— Start of Extracted information —
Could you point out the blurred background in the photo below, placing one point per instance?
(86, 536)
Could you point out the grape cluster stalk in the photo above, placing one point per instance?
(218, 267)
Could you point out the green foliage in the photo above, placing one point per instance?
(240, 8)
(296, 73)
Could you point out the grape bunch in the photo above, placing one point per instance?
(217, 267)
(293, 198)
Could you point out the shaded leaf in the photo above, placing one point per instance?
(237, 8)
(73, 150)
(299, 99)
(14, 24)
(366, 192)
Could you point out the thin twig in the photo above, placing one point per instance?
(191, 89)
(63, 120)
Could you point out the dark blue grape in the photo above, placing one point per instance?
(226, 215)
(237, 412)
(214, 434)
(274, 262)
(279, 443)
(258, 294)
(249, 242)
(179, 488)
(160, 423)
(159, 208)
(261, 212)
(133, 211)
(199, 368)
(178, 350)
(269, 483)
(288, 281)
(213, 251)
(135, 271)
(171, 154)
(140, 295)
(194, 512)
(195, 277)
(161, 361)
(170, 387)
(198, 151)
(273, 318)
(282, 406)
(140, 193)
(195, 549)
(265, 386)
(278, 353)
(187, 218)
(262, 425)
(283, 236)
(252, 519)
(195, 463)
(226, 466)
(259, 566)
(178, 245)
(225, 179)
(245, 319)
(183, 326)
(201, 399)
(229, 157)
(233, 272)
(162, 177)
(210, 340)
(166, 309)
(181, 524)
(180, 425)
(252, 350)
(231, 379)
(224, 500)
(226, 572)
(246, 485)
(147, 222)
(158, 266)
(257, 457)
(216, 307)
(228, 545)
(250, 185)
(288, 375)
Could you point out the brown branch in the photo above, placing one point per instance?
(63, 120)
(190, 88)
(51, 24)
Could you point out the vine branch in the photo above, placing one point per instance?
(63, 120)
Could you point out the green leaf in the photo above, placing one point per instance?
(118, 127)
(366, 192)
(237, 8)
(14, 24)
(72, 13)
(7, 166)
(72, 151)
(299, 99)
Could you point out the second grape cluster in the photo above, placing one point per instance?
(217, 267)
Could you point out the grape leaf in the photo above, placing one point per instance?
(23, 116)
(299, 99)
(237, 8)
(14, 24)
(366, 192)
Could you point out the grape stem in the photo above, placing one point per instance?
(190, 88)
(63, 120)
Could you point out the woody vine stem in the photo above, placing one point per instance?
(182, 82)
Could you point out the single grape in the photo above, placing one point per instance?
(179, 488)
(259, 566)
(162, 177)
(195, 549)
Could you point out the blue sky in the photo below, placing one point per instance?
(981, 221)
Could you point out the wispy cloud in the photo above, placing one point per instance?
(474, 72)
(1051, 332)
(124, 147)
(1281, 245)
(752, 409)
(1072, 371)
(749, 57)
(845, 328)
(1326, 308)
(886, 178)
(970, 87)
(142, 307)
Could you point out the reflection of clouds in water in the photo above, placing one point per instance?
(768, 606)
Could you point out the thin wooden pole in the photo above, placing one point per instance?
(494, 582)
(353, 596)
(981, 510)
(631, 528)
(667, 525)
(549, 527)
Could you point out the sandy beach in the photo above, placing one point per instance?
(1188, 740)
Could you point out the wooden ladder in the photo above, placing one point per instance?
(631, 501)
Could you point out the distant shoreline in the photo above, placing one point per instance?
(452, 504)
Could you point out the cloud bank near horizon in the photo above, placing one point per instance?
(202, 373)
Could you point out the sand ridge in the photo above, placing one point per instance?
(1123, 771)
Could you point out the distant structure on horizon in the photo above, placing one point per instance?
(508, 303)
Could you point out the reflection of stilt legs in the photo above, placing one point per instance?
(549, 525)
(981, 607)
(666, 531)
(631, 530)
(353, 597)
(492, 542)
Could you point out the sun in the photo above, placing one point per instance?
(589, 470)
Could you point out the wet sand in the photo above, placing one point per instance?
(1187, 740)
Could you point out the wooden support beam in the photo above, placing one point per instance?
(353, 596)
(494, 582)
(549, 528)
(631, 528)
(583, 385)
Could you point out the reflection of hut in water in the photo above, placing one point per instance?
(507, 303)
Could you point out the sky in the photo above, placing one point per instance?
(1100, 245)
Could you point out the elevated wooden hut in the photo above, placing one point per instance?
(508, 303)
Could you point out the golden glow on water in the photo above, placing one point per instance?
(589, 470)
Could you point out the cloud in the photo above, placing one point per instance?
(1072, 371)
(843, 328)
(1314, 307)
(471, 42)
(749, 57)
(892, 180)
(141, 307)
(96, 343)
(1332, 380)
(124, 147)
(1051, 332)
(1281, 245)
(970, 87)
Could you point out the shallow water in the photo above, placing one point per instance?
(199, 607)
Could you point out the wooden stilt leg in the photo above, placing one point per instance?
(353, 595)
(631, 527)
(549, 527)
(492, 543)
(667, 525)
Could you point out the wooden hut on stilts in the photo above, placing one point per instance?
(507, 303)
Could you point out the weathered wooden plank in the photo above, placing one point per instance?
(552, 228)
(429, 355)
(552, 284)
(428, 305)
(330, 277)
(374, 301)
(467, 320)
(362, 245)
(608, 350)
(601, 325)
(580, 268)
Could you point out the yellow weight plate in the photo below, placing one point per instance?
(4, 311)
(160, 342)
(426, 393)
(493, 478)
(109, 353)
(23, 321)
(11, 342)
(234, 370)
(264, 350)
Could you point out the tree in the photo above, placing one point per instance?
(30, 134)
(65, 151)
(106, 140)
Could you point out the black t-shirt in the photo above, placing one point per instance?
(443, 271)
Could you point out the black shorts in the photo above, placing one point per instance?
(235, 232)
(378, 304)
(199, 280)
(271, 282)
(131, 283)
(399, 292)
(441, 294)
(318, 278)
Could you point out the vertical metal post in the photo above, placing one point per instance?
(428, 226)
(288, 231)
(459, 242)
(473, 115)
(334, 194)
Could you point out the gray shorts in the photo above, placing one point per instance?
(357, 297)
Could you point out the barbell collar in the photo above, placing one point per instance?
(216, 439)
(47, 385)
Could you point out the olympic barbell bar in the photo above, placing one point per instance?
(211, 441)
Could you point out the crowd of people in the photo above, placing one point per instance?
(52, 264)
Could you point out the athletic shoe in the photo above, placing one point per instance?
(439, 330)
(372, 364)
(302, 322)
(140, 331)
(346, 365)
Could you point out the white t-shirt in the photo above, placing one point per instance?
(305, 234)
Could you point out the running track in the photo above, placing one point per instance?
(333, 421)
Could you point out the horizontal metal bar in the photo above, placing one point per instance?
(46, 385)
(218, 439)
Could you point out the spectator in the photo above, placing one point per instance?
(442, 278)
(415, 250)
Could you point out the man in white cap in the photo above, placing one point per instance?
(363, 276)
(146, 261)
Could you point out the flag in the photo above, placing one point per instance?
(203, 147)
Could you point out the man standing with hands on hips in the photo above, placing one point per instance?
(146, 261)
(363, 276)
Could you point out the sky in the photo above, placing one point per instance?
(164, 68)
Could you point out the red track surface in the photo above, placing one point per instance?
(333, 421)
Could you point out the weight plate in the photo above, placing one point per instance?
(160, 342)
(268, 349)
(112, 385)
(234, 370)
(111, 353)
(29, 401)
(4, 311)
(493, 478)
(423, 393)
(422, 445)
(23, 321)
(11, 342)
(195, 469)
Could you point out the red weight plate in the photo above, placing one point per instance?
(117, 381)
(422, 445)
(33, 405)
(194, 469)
— End of Extracted information —
# Short task
Reproduce all of the records above word for word, from the first line through the last.

# Correct output
Could you point out the blurred background in the photo below, placing one point per instance?
(86, 536)
Could you point out the grape cluster stalk in the photo above, placing one point per instance?
(218, 267)
Could you point out the green foliage in the photo above, placing one point per instance?
(240, 8)
(296, 73)
Could you point out the grape bunch in the photo above, placing one point per instance?
(217, 267)
(293, 198)
Could you point out the shaded leaf in the photo above, placing one point per instance?
(237, 8)
(73, 150)
(299, 99)
(14, 24)
(366, 192)
Could you point out the thin twig in the photo above, placing one point per instance?
(191, 89)
(63, 120)
Could you point out the dark blue grape in the photo above, placing one point per instance?
(226, 215)
(237, 412)
(214, 434)
(274, 262)
(279, 443)
(258, 294)
(249, 242)
(179, 488)
(160, 423)
(159, 208)
(261, 212)
(133, 211)
(199, 368)
(178, 350)
(269, 483)
(288, 281)
(213, 251)
(135, 271)
(171, 154)
(140, 295)
(194, 512)
(195, 277)
(161, 361)
(170, 387)
(198, 151)
(273, 318)
(282, 406)
(140, 193)
(195, 549)
(265, 386)
(278, 353)
(187, 218)
(262, 425)
(283, 236)
(252, 519)
(195, 463)
(226, 466)
(259, 566)
(178, 245)
(225, 179)
(245, 319)
(183, 326)
(201, 399)
(229, 157)
(233, 272)
(162, 177)
(210, 340)
(166, 309)
(181, 524)
(180, 425)
(252, 350)
(231, 379)
(224, 500)
(226, 572)
(246, 485)
(147, 222)
(158, 266)
(257, 457)
(216, 307)
(228, 545)
(250, 185)
(288, 375)
Could you point out the brown branch in the photo above, placing one point per instance?
(63, 120)
(190, 88)
(51, 24)
Could you point out the vine branch in the photo above, placing one point per instance?
(63, 120)
Could you point out the green leaf in the photo above, placing one point per instance?
(118, 127)
(366, 192)
(237, 8)
(14, 24)
(72, 13)
(7, 166)
(72, 151)
(299, 99)
Could you point out the second grape cluster in the photo above, placing one point per instance?
(217, 267)
Could you point out the grape leaf in the photo above, placing one point per instance?
(23, 116)
(299, 99)
(237, 8)
(14, 24)
(366, 192)
Could you point out the grape stem in the photo above, placing one point per instance?
(190, 88)
(63, 120)
Could you point out the woody vine stem in the photo above, placing one point per instance?
(182, 82)
Could you point out the single grape in the photo above, placing one point per instance?
(179, 488)
(259, 566)
(162, 177)
(195, 549)
Could you point out the blue sky in the photo below, placing one point per instance?
(981, 221)
Could you point out the wispy cloud in the photo above, placing one point per instance?
(474, 72)
(1051, 332)
(124, 147)
(1281, 245)
(752, 409)
(1072, 371)
(749, 57)
(845, 328)
(1326, 308)
(886, 178)
(970, 87)
(142, 307)
Could you point out the reflection of clouds in water in the photo above, placing one point per instance?
(768, 606)
Could you point out the thin wooden pole in the photo above, placing one point per instance?
(494, 582)
(353, 596)
(981, 510)
(631, 528)
(667, 525)
(549, 527)
Could you point out the sandy beach in the photo above, placing one point per instance?
(1188, 740)
Could you point out the wooden ladder in the photo above, placing one point per instance?
(631, 501)
Could you point out the distant shoreline in the photo above, placing one point per instance?
(452, 504)
Could you point out the cloud bank near horizon in the photo above, placing one point per instance?
(202, 373)
Could you point out the sand ridge in the photo above, placing one point per instance?
(1123, 771)
Could you point out the distant structure on horizon in the photo above, placing one point per instance?
(508, 303)
Could you point out the reflection of stilt legs in the photo above, placing one point per instance?
(549, 525)
(981, 607)
(666, 531)
(631, 530)
(353, 597)
(492, 542)
Could you point out the sun in the photo above, placing one point per instance?
(589, 470)
Could you point out the wet sand in the photo above, placing one point per instance?
(1187, 740)
Could you point out the wooden support beam in the photo above, placing one point per instance?
(353, 596)
(494, 582)
(549, 528)
(631, 528)
(583, 385)
Could you point out the reflection of hut in water in the photo above, placing one point per instance?
(507, 303)
Could you point out the sky in the photo above, placing one point per instance?
(1100, 245)
Could you point out the elevated wooden hut in the photo above, placing one point per instance?
(508, 303)
Could you point out the golden glow on water in the photo above, placing one point per instance?
(589, 470)
Could you point out the cloud in the photo above, placing one point per instance?
(1072, 371)
(843, 328)
(1314, 307)
(471, 42)
(749, 57)
(892, 180)
(141, 307)
(96, 343)
(1332, 380)
(124, 147)
(1051, 332)
(1281, 245)
(970, 87)
Could you point out the shallow water in the photo above, placing one point per instance?
(199, 607)
Could you point out the wooden stilt leg in the photo above, placing one point per instance?
(353, 595)
(631, 527)
(549, 527)
(492, 543)
(667, 525)
Could you point out the wooden hut on stilts in the photo above, placing one point per instance?
(507, 303)
Could you point out the weathered wooden plank in the photo above, placing one point per instance?
(552, 228)
(429, 355)
(552, 284)
(428, 305)
(330, 277)
(374, 301)
(467, 320)
(362, 245)
(608, 350)
(601, 325)
(580, 268)
Could you point out the yellow weight plate in the photo below, placing one point per instance?
(4, 311)
(160, 342)
(426, 393)
(493, 478)
(109, 353)
(23, 321)
(11, 342)
(234, 370)
(264, 350)
Could you point out the tree in the photo above, placing one point per instance?
(30, 134)
(65, 151)
(106, 140)
Could you point out the black t-shirt in the photo above, placing one point per instance?
(443, 271)
Could you point out the black shorts in the photo above, placing one point per instance?
(235, 232)
(378, 304)
(199, 280)
(271, 282)
(131, 283)
(399, 292)
(441, 294)
(318, 278)
Could you point out the vertical metal post in the photo above, placing one point per instance?
(428, 226)
(288, 231)
(459, 242)
(473, 115)
(334, 194)
Could you point out the gray shorts in the photo above, placing one point per instance?
(357, 297)
Could you point out the barbell collar in the photo above, placing one point per instance?
(216, 439)
(47, 385)
Could you point out the olympic barbell bar in the photo above, placing one point per instance?
(211, 441)
Could you point out the crowd of people in the photo above, placing one point per instance?
(52, 264)
Could you point out the athletic shoe in the photo above, placing one point per instance?
(439, 330)
(372, 364)
(302, 322)
(140, 331)
(346, 365)
Could you point out the white t-shirt in the photo above, placing one point per instance?
(305, 234)
Could you point out the running track in the photo above, placing one point per instance?
(333, 421)
Could you point out the horizontal metal bar in the photo above, placing one point per instance?
(46, 385)
(218, 439)
Could you point out the spectator in the photo above, placing one point per instance?
(442, 278)
(415, 250)
Could you point out the man in white cap in the photo above, placing one point per instance?
(363, 276)
(146, 261)
Could you point out the flag in the photo above, placing one point per instance?
(203, 147)
Could you point out the man standing with hands on hips in the photo above, placing one point per instance?
(146, 261)
(363, 276)
Could you point out the sky in the photo above, placing one point per instance?
(164, 68)
Could you point out the red track surface in the photo above, placing one point per instance?
(333, 421)
Could you point out the weight plate in the photo above, placing one point per instance?
(160, 342)
(268, 349)
(112, 385)
(234, 370)
(111, 353)
(29, 401)
(4, 311)
(493, 478)
(423, 393)
(422, 445)
(23, 321)
(11, 342)
(195, 469)
Could you point out the red weight plate in the photo above, placing one point per instance?
(117, 381)
(422, 445)
(33, 405)
(194, 469)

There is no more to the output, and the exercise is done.